* **Working data**
----
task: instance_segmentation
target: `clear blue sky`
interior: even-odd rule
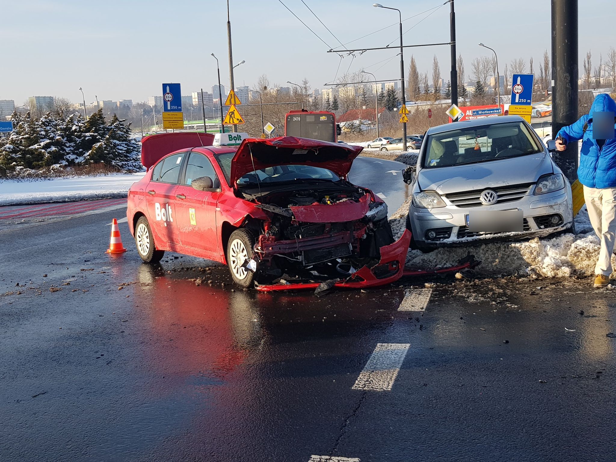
----
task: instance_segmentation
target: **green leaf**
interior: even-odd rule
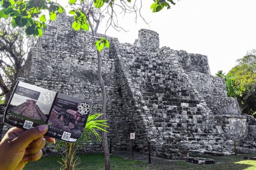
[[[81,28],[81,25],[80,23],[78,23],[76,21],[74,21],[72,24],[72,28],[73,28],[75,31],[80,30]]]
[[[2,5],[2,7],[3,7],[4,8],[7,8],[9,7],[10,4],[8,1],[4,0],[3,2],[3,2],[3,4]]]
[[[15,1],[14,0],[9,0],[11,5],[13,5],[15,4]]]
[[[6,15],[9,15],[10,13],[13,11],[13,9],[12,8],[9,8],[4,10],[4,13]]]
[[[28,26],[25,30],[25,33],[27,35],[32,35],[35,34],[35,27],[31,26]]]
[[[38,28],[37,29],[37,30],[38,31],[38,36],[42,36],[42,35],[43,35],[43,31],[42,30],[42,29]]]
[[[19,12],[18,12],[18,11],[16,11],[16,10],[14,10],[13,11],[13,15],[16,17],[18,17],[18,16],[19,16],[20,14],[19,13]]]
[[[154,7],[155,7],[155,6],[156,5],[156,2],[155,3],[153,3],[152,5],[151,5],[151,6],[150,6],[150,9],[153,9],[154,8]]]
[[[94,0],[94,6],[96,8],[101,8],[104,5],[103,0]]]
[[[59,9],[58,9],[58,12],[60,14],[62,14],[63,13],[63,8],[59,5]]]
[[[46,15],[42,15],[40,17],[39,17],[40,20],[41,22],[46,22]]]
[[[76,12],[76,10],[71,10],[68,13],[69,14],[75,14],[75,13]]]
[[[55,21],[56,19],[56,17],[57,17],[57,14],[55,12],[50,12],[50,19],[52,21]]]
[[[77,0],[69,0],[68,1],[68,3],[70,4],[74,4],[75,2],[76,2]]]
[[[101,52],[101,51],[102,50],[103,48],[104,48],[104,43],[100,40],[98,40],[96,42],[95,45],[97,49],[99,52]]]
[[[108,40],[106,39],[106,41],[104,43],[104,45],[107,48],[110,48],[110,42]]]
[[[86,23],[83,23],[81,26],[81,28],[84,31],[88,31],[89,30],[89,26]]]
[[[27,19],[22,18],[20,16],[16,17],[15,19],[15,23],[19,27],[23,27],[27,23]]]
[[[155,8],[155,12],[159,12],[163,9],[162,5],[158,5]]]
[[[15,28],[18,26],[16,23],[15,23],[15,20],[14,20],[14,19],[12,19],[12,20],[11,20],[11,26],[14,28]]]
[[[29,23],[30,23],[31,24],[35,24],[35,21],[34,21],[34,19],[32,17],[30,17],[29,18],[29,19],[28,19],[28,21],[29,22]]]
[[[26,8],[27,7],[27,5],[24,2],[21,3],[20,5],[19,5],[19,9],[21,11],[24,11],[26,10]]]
----
* **Short problem**
State how many rows above contain the string "target", with case counting. Reply with the number only.

* **Solved problem**
2